::: PAGE EXCERPT :::
Walmart price pressures

What I’d wonder, more than that, is whether Walmart will be able to force the labels to lower *their* prices. They’ve done it with other suppliers, many many times, but I’m not sure they’ll be able to in this case. They don’t, and won’t, control enough of the music market to be able to bring the same kind of pressure to bear as they can in other markets.

Still, I would like to see them try. Two forces I hate going to war is usually an amusing spectacle.

Anonymous Coward says:

No Subject Given

Think wally world (and mike) may be a bit overly optomistic here. I don’t think that going on line to buy music a Wally world is going to encourage me to shop in their other areas. Unlike foot shopping, when I go online, I generally go with a particular focus… and if they shove so many ads in front of my browsing at music that it becomes intolerable and don’t think many people are going to stay around.

Point of reference for wally worlds online experiences. Everyone said their online movie rental would kill Netflix. Yesterday Netflix raised their revenue and subscriber numbers for the quarter. So far, wally world… little to no impact.

Basic reason for this, I feel, is that the netflix experience (at least for me) has been flawless. Ergo, I’ve had no reason to look elsewhere. In the same light, my online music experience at apples itunes store has also been flawless. Do I really want to spend the time and effort looking for a less costly alternative (10 cents) unless it has the same experience ???? I think one thing most people will agree on, is that shopping at wal-mart (brick and mortar) is never equated to the word pleasant or easy or flawless. It does = cheap but seldom anything else.

Now if wally world has that ‘gee whiz’ feature that itunes doesn’t, it might be worth the time and effort of checking out.
:::
-- WRITTEN TASKS --
1: In the Walmart comments, what does the commenter say Netflix did yesterday?
2: Recast the lines of the records as a numbered list, leaving out blank lines. Start at the line containing "Each instance of the athlete's left arm" and continue through the last line of the records.
::: PROVIDED MATERIAL :::
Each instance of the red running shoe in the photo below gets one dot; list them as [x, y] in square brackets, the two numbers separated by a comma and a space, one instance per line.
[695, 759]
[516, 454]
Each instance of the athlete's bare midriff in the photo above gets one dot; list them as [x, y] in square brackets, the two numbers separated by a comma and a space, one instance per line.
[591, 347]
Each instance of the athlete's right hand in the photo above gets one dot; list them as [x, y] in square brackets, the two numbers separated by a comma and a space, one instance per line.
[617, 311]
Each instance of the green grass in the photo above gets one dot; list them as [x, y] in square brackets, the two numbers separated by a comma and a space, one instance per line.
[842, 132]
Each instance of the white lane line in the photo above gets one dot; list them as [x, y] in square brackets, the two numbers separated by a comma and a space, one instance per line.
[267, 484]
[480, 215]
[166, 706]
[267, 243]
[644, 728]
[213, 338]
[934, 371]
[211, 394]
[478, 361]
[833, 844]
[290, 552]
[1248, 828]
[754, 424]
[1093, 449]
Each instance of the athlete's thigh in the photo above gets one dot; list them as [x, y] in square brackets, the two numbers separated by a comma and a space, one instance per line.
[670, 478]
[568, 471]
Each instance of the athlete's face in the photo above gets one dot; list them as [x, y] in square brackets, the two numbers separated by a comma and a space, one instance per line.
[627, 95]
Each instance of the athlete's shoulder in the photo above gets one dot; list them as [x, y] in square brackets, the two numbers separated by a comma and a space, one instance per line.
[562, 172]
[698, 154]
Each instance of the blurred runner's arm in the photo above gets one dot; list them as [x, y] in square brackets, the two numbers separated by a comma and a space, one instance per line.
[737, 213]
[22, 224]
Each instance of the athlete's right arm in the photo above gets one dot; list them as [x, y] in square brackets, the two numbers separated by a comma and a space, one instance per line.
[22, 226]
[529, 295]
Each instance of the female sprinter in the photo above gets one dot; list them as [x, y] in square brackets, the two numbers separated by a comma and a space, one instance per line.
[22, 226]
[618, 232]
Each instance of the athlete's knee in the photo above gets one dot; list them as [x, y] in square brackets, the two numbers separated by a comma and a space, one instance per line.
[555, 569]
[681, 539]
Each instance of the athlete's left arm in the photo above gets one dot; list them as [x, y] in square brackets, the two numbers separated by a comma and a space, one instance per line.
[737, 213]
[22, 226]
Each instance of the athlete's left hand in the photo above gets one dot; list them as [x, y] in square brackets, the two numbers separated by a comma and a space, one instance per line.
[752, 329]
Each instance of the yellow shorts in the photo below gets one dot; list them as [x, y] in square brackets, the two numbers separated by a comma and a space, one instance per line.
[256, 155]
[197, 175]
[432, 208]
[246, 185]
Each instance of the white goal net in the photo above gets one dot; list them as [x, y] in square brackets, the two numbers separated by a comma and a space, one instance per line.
:::
-- WRITTEN RESPONSES --
1: Netflix raised its revenue and subscriber numbers for the quarter.

2:
1. Each instance of the athlete's left arm in the photo above gets one dot; list them as [x, y] in square brackets, the two numbers separated by a comma and a space, one instance per line.
2. [737, 213]
3. [22, 226]
4. Each instance of the athlete's left hand in the photo above gets one dot; list them as [x, y] in square brackets, the two numbers separated by a comma and a space, one instance per line.
5. [752, 329]
6. Each instance of the yellow shorts in the photo below gets one dot; list them as [x, y] in square brackets, the two numbers separated by a comma and a space, one instance per line.
7. [256, 155]
8. [197, 175]
9. [432, 208]
10. [246, 185]
11. Each instance of the white goal net in the photo above gets one dot; list them as [x, y] in square brackets, the two numbers separated by a comma and a space, one instance per line.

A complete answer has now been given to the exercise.